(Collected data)
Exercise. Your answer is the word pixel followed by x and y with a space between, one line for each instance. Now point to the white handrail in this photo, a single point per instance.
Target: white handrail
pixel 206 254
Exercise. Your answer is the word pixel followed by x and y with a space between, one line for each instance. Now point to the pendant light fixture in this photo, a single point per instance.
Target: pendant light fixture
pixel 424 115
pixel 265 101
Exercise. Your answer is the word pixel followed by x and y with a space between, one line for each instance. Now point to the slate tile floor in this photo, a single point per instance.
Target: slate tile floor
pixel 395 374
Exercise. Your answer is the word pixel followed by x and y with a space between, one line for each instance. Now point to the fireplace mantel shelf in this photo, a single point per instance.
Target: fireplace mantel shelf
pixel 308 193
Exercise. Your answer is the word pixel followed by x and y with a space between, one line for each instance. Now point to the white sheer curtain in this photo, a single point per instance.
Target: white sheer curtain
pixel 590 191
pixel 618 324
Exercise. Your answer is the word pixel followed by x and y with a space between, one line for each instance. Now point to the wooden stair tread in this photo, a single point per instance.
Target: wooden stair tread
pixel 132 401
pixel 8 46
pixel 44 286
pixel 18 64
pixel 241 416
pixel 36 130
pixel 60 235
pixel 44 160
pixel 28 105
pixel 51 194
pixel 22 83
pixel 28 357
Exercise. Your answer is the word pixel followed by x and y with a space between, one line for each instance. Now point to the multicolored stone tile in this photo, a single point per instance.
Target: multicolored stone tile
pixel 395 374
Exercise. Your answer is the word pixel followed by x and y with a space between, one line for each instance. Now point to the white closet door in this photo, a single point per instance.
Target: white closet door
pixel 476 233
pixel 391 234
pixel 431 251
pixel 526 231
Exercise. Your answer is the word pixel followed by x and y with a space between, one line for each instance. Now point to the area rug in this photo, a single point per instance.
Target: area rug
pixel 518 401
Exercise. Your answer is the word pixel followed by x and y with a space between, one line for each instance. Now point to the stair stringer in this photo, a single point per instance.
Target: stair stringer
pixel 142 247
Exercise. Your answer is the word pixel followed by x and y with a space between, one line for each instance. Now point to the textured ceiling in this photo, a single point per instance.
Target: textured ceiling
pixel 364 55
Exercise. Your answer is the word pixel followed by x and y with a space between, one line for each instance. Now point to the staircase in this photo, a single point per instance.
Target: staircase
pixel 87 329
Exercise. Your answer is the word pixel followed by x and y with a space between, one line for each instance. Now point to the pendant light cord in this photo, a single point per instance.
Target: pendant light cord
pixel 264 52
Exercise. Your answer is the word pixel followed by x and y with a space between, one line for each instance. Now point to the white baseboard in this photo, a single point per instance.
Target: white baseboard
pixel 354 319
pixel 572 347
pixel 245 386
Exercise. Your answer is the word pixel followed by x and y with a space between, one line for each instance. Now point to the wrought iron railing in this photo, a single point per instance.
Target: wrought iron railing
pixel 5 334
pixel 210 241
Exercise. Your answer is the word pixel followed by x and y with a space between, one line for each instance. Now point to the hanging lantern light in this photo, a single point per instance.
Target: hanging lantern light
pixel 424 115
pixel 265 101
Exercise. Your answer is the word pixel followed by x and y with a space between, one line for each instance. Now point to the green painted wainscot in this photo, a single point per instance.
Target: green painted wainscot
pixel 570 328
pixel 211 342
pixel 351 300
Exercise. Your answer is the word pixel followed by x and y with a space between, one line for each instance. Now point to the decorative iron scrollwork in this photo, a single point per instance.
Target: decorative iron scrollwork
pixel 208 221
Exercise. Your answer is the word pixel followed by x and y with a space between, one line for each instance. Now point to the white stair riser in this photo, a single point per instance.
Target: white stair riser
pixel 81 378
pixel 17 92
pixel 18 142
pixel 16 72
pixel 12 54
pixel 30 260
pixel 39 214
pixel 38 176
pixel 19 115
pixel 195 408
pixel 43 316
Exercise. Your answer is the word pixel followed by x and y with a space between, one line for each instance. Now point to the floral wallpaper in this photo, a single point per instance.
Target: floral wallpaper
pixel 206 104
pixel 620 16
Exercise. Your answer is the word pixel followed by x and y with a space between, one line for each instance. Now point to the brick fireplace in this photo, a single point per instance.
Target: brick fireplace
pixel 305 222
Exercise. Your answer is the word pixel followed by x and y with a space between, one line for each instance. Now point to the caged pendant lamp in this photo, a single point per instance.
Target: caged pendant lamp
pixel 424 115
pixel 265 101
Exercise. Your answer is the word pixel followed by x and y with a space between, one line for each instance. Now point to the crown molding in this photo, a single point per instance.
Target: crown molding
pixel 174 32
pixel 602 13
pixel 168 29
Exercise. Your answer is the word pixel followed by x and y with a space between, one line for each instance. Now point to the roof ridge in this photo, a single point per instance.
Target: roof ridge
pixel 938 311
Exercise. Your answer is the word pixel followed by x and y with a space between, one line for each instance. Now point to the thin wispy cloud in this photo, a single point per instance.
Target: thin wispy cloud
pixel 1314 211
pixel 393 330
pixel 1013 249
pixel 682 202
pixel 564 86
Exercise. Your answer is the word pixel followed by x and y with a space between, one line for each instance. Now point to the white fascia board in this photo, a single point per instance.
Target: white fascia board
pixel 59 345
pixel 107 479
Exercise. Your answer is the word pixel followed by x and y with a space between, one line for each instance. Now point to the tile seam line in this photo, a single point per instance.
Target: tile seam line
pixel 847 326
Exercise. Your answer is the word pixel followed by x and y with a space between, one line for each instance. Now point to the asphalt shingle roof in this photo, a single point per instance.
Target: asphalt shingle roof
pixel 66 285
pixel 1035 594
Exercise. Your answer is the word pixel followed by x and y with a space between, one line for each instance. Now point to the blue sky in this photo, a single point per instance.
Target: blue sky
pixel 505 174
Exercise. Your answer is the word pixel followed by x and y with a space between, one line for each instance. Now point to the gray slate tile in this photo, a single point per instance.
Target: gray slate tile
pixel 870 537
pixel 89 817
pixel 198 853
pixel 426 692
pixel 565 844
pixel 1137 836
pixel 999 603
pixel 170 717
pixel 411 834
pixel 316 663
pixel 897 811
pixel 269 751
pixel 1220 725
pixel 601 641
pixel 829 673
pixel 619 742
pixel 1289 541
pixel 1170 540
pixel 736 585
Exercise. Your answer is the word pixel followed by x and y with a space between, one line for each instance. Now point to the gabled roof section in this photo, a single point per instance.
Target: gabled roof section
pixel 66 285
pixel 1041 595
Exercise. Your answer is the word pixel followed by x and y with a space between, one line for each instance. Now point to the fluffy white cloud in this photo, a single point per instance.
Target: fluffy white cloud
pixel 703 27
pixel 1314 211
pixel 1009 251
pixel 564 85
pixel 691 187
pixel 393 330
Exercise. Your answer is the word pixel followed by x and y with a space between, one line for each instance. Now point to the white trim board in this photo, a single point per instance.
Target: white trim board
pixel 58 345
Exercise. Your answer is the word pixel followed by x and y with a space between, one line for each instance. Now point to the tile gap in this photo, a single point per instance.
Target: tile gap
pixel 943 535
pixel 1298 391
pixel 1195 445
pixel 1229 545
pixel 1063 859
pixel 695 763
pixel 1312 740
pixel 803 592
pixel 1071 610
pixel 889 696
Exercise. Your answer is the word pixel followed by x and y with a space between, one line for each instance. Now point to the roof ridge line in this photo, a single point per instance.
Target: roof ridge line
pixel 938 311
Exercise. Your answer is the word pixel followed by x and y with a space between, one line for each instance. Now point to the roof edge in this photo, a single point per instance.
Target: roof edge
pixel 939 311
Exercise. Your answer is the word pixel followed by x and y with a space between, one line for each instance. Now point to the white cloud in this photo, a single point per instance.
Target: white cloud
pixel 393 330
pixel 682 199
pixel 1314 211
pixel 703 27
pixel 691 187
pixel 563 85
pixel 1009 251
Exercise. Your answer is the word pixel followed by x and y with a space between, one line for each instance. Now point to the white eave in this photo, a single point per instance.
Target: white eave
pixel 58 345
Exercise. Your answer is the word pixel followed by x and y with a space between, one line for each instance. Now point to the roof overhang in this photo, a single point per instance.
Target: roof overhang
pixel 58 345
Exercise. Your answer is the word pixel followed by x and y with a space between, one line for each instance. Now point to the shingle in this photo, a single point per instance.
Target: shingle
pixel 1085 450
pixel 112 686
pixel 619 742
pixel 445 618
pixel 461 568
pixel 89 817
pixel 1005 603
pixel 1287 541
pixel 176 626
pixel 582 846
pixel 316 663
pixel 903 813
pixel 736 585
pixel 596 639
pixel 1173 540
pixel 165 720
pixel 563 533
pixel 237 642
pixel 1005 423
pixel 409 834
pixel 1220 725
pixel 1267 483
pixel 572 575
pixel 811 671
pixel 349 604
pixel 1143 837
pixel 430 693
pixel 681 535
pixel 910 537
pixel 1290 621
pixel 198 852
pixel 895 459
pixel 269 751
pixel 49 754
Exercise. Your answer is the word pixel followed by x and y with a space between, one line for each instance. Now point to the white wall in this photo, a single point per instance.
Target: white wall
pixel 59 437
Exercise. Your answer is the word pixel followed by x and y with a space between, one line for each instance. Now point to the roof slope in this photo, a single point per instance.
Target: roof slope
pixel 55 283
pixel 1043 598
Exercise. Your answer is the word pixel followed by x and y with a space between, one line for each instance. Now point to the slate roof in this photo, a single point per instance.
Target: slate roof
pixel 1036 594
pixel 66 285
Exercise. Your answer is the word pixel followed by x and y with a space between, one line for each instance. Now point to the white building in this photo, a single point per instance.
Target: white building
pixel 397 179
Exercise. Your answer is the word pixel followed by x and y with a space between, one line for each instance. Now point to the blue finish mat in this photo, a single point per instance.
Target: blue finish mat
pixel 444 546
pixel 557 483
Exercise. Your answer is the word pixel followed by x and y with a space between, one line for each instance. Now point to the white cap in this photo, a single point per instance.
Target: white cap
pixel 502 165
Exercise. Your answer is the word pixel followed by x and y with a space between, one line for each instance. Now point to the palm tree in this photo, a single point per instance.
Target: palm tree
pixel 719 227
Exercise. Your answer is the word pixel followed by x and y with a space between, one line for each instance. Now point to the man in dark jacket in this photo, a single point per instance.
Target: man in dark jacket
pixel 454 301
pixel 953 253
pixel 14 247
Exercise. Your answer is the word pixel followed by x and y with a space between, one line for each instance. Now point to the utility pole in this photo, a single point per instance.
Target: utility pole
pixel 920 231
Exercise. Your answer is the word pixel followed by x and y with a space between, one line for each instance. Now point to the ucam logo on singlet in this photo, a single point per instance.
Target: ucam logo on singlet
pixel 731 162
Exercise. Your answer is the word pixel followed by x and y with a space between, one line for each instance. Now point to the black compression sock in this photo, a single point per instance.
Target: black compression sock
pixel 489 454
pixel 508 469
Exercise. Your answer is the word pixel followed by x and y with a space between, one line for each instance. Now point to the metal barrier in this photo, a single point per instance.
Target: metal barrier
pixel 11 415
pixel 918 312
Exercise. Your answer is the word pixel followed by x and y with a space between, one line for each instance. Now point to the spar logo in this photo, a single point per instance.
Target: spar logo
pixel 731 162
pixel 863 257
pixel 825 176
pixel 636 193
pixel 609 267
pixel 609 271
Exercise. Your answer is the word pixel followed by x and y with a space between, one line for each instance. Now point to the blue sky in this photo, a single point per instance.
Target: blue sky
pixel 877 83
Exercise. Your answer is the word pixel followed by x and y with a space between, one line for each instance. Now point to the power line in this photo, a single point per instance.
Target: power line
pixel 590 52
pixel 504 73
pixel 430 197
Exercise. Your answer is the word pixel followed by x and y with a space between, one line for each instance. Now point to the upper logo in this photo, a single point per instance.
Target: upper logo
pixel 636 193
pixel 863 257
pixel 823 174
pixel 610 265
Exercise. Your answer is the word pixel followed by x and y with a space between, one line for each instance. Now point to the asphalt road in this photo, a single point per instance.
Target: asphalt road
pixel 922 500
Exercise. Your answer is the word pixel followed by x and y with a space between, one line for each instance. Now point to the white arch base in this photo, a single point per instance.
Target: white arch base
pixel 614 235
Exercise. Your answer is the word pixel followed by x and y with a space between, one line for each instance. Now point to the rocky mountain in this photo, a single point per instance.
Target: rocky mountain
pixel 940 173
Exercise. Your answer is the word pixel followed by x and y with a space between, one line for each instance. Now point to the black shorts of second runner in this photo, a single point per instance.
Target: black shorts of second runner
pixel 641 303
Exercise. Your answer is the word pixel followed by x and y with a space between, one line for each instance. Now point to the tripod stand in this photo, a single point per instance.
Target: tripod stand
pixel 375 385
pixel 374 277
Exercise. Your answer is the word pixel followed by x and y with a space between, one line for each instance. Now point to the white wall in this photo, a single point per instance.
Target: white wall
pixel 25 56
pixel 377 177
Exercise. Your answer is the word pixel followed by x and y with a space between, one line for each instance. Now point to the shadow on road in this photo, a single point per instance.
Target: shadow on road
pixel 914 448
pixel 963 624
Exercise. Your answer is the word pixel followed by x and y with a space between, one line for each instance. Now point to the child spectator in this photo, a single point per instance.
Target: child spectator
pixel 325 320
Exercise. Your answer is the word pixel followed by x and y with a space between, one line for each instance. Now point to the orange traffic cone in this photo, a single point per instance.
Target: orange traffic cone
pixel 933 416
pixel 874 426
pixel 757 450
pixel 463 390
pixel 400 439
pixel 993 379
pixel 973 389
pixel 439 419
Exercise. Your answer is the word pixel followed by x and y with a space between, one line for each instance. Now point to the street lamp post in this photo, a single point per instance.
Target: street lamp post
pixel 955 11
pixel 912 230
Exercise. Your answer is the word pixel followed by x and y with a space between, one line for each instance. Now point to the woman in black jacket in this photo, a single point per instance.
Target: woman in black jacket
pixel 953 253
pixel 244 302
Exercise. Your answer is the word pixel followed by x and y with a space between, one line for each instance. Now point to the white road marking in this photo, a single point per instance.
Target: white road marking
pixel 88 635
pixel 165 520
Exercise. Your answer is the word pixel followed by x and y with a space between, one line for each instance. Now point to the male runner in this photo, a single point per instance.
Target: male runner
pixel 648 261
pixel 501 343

◆ Aim of the exercise
Output the lines of the records above exactly as they appear, from the line containing "Target: slate roof" through the line containing "the white building".

◆ Exercise result
Target: slate roof
pixel 1036 594
pixel 66 285
Exercise. Your answer is the word pixel followed by x and y with a space between, one line for each instance. Now point to the white building in this photo, a single point per instance.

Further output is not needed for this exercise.